* Exercise task a:
In the records, swap "photo" for "image" in the part that opens with the line containing "Reviewer check: make sure each instance of the dog's snout" and runs through the end of the records. Give that part again with nothing else changed, and leave the pictures out.

begin Excerpt to read

# Upgrade Gears?



## Usarmymullins (May 1, 2011)

With my bonestock GTO I am looking at future mods to put into my car and wondered if upgrading the gears in my car would be beneficial for the price?


----------



## svede1212 (Nov 1, 2005)

I have 3.91 gears and I have mixed feelings about them. They hurt gas mileage and as I added power it became too easy to spin the tires when launching from a dead stop. At other times they make the car feel a little lighter. I certainly don't think it's one of the early mods I'd do tho. LTs, cam, head work, suspension, etc. are a better bang for the buck IMHO.


----------



## 87GN06GTO07IRL (Aug 10, 2009)

On a bone stock car like yours i think they'd be a great starting mod. You won't have the tire spinning issues like Svede has. Yes you'll lose about two mpg, but we didn't buy these cars for the gas milage. They will really wake your car up. If you'd don't plan on doing a lot to the car they are a great bang for the buck. If your not trying to spend much, they are waaaaay cheaper than long tubes, cam, heads, intake, or f/i.

end Excerpt to read
begin Supplied records

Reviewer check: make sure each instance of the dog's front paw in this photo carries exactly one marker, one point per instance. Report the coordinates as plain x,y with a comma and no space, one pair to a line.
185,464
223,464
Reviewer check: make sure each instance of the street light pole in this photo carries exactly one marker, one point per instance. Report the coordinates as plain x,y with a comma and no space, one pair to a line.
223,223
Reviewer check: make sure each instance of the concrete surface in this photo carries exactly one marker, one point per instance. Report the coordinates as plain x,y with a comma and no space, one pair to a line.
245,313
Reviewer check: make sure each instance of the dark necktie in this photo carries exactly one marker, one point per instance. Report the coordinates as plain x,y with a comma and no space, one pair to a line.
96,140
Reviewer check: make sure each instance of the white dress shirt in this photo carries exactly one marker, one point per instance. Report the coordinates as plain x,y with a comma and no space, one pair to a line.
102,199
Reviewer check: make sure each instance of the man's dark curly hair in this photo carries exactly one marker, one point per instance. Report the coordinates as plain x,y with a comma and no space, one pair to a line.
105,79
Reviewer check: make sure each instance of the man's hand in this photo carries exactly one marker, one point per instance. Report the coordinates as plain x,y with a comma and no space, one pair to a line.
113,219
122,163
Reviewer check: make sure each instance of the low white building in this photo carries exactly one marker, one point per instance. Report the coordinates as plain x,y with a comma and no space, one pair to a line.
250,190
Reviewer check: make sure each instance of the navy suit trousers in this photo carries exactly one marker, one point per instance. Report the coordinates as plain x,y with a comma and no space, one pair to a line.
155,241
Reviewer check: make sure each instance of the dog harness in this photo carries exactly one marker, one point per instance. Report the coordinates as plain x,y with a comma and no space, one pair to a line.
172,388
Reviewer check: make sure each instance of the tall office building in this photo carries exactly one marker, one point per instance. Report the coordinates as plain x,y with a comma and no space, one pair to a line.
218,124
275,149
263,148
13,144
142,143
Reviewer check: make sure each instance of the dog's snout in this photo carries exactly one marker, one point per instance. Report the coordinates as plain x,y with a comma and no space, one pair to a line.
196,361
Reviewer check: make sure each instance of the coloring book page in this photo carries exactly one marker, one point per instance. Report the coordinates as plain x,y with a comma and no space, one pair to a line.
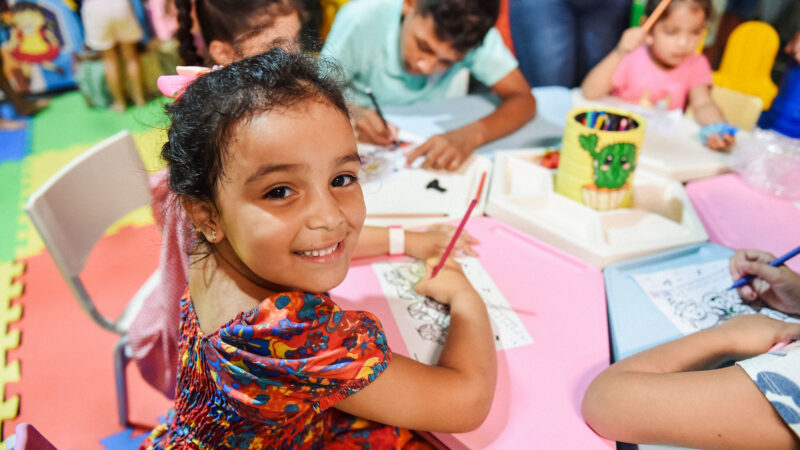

end Supplied records

* Exercise task b:
Supply the next part of the forum thread on upgrading the gears in a stock GTO, picking up after its last sentence.

* Task response a:
Reviewer check: make sure each instance of the dog's snout in this image carries exactly one marker, one point per instance. Report the coordinates as plain x,y with a comma and no space, one pair to a line.
196,361
Reviewer check: make sure each instance of the coloring book page in this image carries exactly one marker, one point per instance. Report the coordinates as plain x,y with a comma and no space, one pair to a line.

* Task response b:
----------



## AlaGreyGoat (Jul 6, 2006)

Dunno about cheap. Just the ring and pinion is around $700 and the major install kit is around $250 PLUS labor to do it.

Larry


----------



## gmantheman (Feb 20, 2011)

AlaGreyGo
at;273010 said:


> Dunno about cheap. Just the ring and pinion is around $700 and the major install kit is around $250 PLUS labor to do it.
> 
> Larry


Are you sure about those prices? Ring and pinion should be $150 to 200, install kit $100 or so and labor $250-350. Gear install on my mustang was right around $585 parts and labor. I think gear install parts and labor on GTO should be around the same price.


----------



## Usarmymullins (May 1, 2011)

*Gears*

My friend has a 04 mustang gt and his gears are cheap but i hav looked around and it seems to be way more expensive to upgrade the gears for a GTO


----------



## svede1212 (Nov 1, 2005)

There's some faulty logic there. How many Mustangs were produced that that fit? Half a million? Maybe more? There were less than 45,000 total GTOs imported. Gears are from $450 for a new product American gear set to $680 for the original Australian gears. You need a major gear install kit for $165 and THEN you pay labor, $300-$500. you're looking at $900-$1,345 (plus shipping) for a gear set and install. Welcome to the GTOs.


----------



## gmantheman (Feb 20, 2011)

Damn IDK that. I guess no gear upgrade for me.


----------



## Poncho Dan (Jun 30, 2009)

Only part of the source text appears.